**Task directions:**
Answer these three questions using the court case excerpt below:
1. Who leased the improved real estate in Bunkie to James L. Wilson?
2. On what date was the written lease executed?
3. Which insurer filed a petition as subrogee of E. Z. Shop, Inc.?

**Document:**
+++

The original suit was filed by the subro-gated fire insurer National Surety Corporation and the insured lessor-property owner, Phillip P. Guiffre, M.D., against James L. Wilson and Montgomery Ward & Co., Incorporated, tenants of a portion of the common building which housed these businesses. Plaintiffs did not seek damages for the loss of that portion of the building which housed Montgomery Ward. Thereafter, other plaintiffs filed petitions against the same defendants. First, Aetna Insurance Company as subrogee of Dr. Guiffre claiming damage to a nearby building; then Travelers Insurance Company, as subrogee of another business housed in the same building which housed Montgomery Ward, E. Z. Shop, Inc., claiming damage to fixtures and merchandise. Defendants answered all appeals and seek damages against all parties plaintiff.
The trial court assigned written reasons from which we quote the following:
“Dr. Phillip Guiffre leased certain improved real estate in Bunkie, La., to James L. Wilson, who intended to operate a mail order retail outlet for Montgomery Ward & Co. The lease, in writing, was executed (November 30, 1968), and Lessor had agreed to do certain alterations upon the premises leased (on or before December 9, 1968), to accommodate the wishes of Lessee. These repairs and alterations, it seems, were completed on or about noon of December 10, 1968. The carpenters discarded some pieces of lumber, scraps, sawdust, etc., and put up some usable scraps on a loading platform in the rear of the building. The carpenters had helped Wilson to open the back door of the building, which opened onto the loading platform, by removing screws to the padlock hasp and hinges, since that large door was fastened closed, by a padlock and the keys thereto had been misplaced (by the Lessor). After the carpenters left, James Wilson and his helpers (in the afternoon of December 10, 1968) unpacked the crated and boxed merchandise which had arrived by loaded van, several days before, for display in the rented building. The empty cartons, boxes, wooden bases, were admittedly thrown outside, back of the leased building, next to the loading dock or platform at the rear of the building leased by Wilson from Guiffre.

+++

**Raw records:**
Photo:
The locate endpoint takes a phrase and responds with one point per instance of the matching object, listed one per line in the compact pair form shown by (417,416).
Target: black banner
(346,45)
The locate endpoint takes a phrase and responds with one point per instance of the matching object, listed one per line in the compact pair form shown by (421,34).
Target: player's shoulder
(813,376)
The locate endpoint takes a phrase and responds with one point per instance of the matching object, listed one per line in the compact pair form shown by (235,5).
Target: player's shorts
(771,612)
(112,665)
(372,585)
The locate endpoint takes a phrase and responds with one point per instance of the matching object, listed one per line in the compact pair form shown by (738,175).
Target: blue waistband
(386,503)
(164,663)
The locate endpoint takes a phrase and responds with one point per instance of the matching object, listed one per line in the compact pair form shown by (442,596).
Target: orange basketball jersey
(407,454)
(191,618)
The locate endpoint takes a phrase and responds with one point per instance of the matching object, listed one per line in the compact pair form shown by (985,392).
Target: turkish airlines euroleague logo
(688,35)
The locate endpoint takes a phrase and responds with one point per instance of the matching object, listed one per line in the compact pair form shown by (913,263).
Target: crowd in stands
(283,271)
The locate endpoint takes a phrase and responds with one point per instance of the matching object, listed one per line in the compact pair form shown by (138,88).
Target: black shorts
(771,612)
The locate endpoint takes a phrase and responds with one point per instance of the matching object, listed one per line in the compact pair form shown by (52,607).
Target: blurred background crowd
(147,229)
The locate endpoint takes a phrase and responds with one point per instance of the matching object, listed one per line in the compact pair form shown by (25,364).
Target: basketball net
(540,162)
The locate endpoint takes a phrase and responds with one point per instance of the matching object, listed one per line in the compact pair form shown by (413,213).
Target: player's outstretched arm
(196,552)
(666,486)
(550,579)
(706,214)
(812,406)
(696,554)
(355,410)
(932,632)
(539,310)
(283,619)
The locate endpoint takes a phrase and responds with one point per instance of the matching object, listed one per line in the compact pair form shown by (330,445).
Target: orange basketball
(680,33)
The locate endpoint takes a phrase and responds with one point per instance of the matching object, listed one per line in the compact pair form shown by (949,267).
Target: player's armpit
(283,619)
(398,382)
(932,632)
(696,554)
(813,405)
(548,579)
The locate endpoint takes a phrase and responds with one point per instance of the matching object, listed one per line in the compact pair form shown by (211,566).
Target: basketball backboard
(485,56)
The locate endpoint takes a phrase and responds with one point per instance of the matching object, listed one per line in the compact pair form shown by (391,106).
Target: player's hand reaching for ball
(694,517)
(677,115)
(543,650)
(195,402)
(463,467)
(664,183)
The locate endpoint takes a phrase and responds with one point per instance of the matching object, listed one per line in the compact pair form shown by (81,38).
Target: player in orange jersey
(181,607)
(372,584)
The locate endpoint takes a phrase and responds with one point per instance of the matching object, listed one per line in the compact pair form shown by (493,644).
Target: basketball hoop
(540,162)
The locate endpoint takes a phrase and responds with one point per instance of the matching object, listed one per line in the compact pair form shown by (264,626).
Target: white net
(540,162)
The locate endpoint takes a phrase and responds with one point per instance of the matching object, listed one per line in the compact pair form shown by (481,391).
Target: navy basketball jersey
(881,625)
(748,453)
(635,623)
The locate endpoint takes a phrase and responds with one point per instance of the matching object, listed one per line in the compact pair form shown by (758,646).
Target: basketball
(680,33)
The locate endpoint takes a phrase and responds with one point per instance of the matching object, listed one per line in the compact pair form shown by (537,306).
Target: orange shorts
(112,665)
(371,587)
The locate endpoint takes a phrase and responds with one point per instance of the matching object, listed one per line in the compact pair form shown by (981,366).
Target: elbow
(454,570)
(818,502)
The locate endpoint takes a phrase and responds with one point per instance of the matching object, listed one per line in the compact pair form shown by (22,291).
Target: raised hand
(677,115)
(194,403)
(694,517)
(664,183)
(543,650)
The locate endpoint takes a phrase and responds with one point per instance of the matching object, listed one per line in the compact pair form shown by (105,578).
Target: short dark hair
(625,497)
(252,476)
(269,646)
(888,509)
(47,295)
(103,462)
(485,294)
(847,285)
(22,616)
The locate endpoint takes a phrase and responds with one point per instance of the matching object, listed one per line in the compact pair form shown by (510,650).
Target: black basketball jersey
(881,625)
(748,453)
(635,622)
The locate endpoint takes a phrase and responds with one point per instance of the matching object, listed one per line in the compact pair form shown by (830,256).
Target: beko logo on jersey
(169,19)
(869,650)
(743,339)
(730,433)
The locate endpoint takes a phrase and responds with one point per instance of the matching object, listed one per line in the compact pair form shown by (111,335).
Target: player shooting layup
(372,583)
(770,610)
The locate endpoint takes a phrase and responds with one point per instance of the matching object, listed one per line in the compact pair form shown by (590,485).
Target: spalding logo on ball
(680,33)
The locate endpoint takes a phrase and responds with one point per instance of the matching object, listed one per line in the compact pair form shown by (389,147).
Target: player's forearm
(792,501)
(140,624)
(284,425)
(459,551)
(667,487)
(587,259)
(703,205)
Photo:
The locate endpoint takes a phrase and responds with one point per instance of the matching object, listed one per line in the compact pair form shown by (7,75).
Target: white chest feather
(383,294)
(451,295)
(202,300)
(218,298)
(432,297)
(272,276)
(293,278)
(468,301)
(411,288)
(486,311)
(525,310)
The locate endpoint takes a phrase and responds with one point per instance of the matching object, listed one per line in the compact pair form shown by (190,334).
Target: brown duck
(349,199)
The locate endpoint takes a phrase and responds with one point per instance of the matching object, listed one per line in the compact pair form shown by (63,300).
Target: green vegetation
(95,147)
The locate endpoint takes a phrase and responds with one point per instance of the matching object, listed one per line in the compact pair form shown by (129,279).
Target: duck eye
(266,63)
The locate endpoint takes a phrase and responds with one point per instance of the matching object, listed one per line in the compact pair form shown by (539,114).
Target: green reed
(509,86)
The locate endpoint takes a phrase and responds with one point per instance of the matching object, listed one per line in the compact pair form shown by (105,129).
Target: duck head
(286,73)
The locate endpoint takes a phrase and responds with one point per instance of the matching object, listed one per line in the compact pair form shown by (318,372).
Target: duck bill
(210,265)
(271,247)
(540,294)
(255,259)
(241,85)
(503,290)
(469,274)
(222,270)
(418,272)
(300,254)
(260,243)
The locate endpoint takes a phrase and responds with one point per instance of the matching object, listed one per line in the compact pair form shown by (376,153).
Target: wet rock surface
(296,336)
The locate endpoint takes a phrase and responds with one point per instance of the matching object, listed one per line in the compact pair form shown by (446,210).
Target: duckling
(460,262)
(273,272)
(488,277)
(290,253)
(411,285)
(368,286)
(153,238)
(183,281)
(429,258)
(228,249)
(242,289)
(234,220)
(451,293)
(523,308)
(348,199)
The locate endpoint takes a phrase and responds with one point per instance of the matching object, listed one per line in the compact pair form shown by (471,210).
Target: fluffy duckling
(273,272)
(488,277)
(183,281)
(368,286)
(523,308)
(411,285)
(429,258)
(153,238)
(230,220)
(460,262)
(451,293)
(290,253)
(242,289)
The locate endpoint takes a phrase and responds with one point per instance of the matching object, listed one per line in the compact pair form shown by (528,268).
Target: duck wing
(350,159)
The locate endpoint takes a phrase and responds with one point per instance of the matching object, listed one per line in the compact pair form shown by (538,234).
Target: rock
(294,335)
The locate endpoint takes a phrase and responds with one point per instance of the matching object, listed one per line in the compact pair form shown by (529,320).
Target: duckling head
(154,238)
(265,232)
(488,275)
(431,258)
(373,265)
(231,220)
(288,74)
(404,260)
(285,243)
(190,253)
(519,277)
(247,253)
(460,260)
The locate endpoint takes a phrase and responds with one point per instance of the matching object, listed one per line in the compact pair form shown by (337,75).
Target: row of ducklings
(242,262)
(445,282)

+++

**Answer for the task:**
1. Dr. Phillip Guiffre
2. November 30, 1968
3. Travelers Insurance Company